DOCUMENT PASSAGE
Sounds like a barbershop quartet and a fad from the 1950’s, doesn’t it? As I promised on Tuesday and finally got around to today, here’s the concept of using a whiffletree to manage your multichannel marketing.
You might think that with more marketing investment moving to digital, with an attendant increase in our ability to read results in real time, that we could automate the allocation of marketing spend across channels. In other words, have machines do digitally much faster what we humans can’t do.
I disagree. We must instead use the technology, but operate in an analog fashion.
Building Antifragility Into Marketing Systems
Systems that seek to avoid all mistakes and always get the marketing investment correct will be brittle. It might work for a while, but the constant measuring lowers the signal/noise ratio to the point where the system isn’t reacting to performance, but to variation instead. How would you like a flash crash to bring your marketing campaign down and keep it down? That idea doesn’t appeal to me, nor to any client I can think of.
Anti-fragile (thank you Nassim Taleb for the term) systems respond positively to stressors, embrace uncertainly and have limited downside. They also have potential for huge upside. They are generally analog in nature, not (as) complex and are operated at the local level by people with “skin in the game.” Much like our whiffletree.
Pulling The Stagecoach
Imagine a team of horses pulling a stagecoach. The stagecoach is your marketing message or your products that you want to sell to your customers. The destination is your corporate vision. Think of the trail as your marketing strategy. There are many ways you can arrive at your destination, but you’ve chosen this particular path. Your team of horses is your marketing team, made up of your channel managers.

YOUR OBJECTIVE
In the whiffletree marketing passage, list each part of the stagecoach picture and what the text says it stands for.

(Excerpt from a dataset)
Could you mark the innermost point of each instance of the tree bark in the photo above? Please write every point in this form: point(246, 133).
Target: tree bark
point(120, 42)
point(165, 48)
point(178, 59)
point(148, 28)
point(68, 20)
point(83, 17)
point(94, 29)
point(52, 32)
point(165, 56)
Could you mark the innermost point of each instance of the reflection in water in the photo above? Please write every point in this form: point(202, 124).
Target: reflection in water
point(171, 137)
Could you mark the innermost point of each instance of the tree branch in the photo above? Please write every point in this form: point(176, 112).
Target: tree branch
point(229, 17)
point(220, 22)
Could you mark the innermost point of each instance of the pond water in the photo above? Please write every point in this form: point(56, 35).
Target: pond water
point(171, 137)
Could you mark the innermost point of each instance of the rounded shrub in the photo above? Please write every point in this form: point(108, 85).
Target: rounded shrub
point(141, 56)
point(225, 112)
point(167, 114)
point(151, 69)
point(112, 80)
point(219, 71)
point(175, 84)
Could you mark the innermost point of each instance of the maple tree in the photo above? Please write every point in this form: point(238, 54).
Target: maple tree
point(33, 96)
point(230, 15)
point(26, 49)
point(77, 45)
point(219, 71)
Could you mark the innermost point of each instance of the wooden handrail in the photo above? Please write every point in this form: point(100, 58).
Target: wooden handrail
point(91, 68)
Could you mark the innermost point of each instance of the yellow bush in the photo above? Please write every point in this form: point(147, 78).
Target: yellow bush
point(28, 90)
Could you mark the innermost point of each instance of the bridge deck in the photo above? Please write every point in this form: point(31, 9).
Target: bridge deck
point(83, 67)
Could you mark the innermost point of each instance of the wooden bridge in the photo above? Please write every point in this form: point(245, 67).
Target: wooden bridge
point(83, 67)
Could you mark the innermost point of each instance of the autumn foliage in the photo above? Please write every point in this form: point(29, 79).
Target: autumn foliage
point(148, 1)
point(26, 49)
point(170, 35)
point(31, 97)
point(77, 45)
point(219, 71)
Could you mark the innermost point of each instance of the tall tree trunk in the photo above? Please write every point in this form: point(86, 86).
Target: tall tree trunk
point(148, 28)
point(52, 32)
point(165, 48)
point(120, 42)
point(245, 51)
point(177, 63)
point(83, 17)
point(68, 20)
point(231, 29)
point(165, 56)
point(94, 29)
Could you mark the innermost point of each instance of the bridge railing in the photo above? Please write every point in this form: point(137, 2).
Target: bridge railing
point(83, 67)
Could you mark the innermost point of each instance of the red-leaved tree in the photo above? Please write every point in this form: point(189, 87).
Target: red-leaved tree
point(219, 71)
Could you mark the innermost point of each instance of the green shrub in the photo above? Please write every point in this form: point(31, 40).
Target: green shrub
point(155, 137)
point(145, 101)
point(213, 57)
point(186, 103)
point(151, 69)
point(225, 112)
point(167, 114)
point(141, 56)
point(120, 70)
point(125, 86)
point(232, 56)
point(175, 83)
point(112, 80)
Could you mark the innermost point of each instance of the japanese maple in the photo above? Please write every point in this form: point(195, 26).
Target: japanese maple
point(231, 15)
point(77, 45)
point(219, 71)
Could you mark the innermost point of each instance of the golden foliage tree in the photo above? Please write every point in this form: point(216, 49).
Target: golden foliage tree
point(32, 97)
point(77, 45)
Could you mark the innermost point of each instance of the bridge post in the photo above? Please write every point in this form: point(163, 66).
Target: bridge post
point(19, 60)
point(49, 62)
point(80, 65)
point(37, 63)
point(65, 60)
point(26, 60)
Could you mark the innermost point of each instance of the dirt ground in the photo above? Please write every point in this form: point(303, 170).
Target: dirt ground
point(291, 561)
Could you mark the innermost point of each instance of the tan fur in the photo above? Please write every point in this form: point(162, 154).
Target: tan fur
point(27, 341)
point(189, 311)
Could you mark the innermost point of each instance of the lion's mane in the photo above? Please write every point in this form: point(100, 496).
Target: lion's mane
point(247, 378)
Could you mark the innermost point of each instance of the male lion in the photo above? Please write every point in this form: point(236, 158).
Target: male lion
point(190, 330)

SOLUTION TO THE EXERCISE
- The stagecoach: your marketing message or the products you want to sell to your customers
- The destination: your corporate vision
- The trail: your marketing strategy
- The team of horses: your marketing team, made up of your channel managers